*** Data provided ***

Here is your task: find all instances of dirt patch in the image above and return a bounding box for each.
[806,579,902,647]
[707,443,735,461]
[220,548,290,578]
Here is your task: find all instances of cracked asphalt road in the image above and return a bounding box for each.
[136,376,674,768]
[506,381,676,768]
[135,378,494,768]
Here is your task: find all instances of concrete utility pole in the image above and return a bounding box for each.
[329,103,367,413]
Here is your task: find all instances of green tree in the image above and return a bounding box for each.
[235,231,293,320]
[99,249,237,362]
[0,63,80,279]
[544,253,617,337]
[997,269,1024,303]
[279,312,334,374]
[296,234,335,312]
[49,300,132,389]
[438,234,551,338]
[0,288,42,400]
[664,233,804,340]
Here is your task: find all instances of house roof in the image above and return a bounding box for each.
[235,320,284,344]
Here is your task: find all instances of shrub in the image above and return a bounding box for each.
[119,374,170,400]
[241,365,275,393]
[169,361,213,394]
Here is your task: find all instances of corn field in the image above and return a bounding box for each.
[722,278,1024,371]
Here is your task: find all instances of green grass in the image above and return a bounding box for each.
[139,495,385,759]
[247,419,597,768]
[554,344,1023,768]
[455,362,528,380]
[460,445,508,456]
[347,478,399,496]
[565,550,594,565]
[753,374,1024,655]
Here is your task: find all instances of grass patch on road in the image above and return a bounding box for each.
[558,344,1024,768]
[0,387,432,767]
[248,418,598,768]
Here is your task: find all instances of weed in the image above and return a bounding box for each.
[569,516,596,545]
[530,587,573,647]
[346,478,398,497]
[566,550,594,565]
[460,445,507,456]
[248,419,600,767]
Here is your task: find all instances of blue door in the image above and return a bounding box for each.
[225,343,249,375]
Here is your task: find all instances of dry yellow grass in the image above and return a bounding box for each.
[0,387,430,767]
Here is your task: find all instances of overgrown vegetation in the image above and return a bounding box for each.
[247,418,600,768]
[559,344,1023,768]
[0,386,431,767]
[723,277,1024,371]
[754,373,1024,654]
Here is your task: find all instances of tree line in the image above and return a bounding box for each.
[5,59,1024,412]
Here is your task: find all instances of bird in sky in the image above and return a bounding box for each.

*** End of Data provided ***

**Your task**
Retype every entry exactly.

**Result for this task**
Here is your task: find all instances of dirt patch in the image above and return a bounding box for each.
[806,579,902,647]
[707,443,735,461]
[220,548,290,578]
Here is your task: find all instances of cracked asphalt road in the image above and return a bounding box for each.
[136,376,674,768]
[506,381,676,768]
[135,378,494,768]
Here is your task: find all instances of concrete utility pole in the image above and return a bounding box for each.
[329,103,367,413]
Here is your task: find all instances of green tree in the image above and return a bounding box for each.
[235,231,293,320]
[99,249,237,362]
[0,63,80,279]
[544,253,617,337]
[997,269,1024,303]
[279,312,334,374]
[296,234,335,312]
[49,300,132,389]
[438,234,551,338]
[0,288,42,400]
[664,233,804,340]
Here is your task: find all instances of house roof in the image above and return a bounding box for each.
[235,320,284,344]
Here is your task: find all instances of shrub in the image above and return a bounding box for each.
[119,374,170,400]
[241,365,275,393]
[169,361,213,394]
Here is your task: find all instances of corn field in the image above and return a bounding box for each.
[722,278,1024,371]
Here is your task: find all instances of green grass in the image above and return a bounding box for each.
[139,495,385,759]
[247,419,597,768]
[554,344,1023,768]
[455,362,528,380]
[460,445,508,456]
[347,478,399,496]
[565,550,594,565]
[753,374,1024,655]
Here is your task: find all instances of grass patch on road in the image above and return a bounding box for each.
[558,344,1024,768]
[0,387,432,767]
[248,418,598,768]
Here is your task: find all instances of weed in the image above and return a bounding box for each.
[569,516,596,545]
[530,587,573,647]
[346,478,398,497]
[566,550,594,565]
[460,445,507,456]
[248,419,600,767]
Here is your task: find all instances of blue door in the image above and return a bounding box for each.
[225,343,249,375]
Here is your task: find all instances of dry yellow grass in the image above and return a bounding box for each.
[0,387,430,767]
Here is your task: find all instances of overgrown vegetation in the image above and return a bounding box for each.
[247,418,600,768]
[559,344,1023,768]
[0,386,431,767]
[723,277,1024,371]
[754,373,1024,654]
Here is your task: find all instances of tree line in the image above and return a bounding box for each.
[5,59,1024,412]
Here is your task: find all instances of bird in sky in the image above and return a bounding box for each.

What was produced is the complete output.